About this task:
Drop every image, then reproduce the data exactly as given.
========================
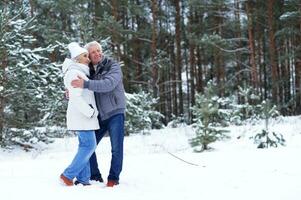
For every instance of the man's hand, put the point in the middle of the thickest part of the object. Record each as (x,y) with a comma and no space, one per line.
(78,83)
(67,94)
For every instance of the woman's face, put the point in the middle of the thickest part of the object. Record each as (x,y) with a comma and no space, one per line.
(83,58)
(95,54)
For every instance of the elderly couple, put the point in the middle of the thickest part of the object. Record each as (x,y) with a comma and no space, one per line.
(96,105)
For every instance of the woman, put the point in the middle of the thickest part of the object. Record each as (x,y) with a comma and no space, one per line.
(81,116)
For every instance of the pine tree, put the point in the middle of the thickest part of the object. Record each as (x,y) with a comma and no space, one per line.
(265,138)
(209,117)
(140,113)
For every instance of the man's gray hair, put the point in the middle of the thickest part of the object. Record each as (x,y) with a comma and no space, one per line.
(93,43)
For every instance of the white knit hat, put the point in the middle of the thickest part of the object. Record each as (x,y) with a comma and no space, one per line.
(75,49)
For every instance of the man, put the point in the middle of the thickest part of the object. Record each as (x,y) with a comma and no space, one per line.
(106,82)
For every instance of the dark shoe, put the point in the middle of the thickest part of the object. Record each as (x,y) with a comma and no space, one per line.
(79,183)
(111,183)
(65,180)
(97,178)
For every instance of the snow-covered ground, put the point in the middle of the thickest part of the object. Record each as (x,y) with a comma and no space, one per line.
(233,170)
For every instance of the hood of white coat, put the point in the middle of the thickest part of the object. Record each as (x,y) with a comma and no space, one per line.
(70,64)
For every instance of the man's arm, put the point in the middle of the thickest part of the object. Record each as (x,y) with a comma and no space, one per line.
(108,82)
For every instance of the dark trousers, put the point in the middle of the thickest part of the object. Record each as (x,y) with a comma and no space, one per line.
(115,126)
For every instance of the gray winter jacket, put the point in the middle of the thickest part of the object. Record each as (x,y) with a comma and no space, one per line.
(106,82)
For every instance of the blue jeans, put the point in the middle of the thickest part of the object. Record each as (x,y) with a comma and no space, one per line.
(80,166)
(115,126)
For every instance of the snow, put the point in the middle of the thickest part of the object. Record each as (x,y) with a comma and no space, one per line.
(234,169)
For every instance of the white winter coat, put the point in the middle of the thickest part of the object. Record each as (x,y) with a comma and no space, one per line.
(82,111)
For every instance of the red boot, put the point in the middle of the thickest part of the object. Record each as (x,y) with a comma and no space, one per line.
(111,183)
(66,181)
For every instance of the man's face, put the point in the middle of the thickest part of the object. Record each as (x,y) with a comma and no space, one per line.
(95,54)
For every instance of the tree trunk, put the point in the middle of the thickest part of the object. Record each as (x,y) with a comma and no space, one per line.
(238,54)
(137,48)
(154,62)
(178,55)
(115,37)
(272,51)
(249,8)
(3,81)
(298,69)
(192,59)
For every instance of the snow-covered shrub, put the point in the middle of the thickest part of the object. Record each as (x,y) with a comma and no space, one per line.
========================
Expected answer:
For every instance of the man's hand, put the point in the middle of the thickest part of the object. Record each as (x,y) with a comma and no space, one per line.
(78,83)
(67,94)
For every instance of the woman's face, put the point in the middle of the thickest part of the object. Record each as (x,y) with a comma and no space, one per line.
(83,58)
(95,54)
For every instance of the elderly couple, put the point in the middle of the thickest part of the object. Record each as (x,y) with a comma and no space, one per line.
(96,105)
For every instance of the woman, put the point in the middle of the thickest part of the object. Record each as (x,y) with a comma and no space, one per line.
(81,116)
For every instance of the pine tree, put the point in the middle of the thickest part of the object. Record each as (x,y) with a comma and no space, one per line.
(265,138)
(209,117)
(140,113)
For every instance of the man's gray hair, put the point in the middle of the thickest part of the object. Record each as (x,y) with a comma and no space, one per line.
(93,43)
For every instance of the white knit hat, put the point in the middle of the thickest part of the object. Record each as (x,y) with a comma and no space, one per line.
(75,49)
For every instance of the man, put the point in the middle of the thickest part of the object. Record each as (x,y) with a comma and no space, one per line.
(106,82)
For every instance of the dark shoe, put the point in the middle of the thickest part of the object. Record each as (x,y) with a comma and no space, one per line.
(79,183)
(111,183)
(65,180)
(97,178)
For every instance of the snow-covered ground, put the point in the middle of the thickest part of the object. Record each as (x,y) with a comma and no space, one per line.
(233,170)
For every instance of the hood of white coat, put the point in the middle of the thickest part of the object. Record each as (x,y) with a comma and no space, one per line.
(70,64)
For every instance of the man's arm, put the point in the middle of the thickest part of the object. Record each as (x,y) with a comma and no space, one per line.
(108,82)
For every instance of the dark trousers, put the point in the middle of the thickest part of the object. Record each as (x,y) with a comma and no space, one per line.
(115,126)
For every instance of the gray winter jacket, put the point in the middle of the thickest part of the object. Record each as (x,y) with a comma and no space, one per line.
(106,82)
For every instance of the blue jeans, put the point in the middle of the thickest part of the object. Record each as (x,y) with a comma and no space, one per line.
(80,166)
(115,126)
For every instance of the snow, put the point in the middle of the thickest part of the object. Record each as (x,y) with a comma and no space, one per line.
(234,169)
For every instance of the white winter coat, put the point in the middle of the thickest part of the object. Record each as (x,y) with a comma and no space, one per line.
(82,111)
For every instance of the red boot, put the point in the middle of the thickest part of the object. Record each as (x,y) with a comma and no space, one per line.
(111,183)
(66,181)
For every instance of the man's face, put the point in the middle of the thickest part of the object. Record each as (x,y) with a comma and no space, one per line.
(95,54)
For every instance of the tree trunk, put the point in the middle of the thickest part of the object. Record each as (x,y) with a comma and no space, one per line.
(238,54)
(137,48)
(154,62)
(178,55)
(115,37)
(272,51)
(249,8)
(3,81)
(298,69)
(192,59)
For every instance of the snow-covered shrub, put the point in the middle of the thickest part of the object. Record each as (x,y) with a comma and no space, one per line.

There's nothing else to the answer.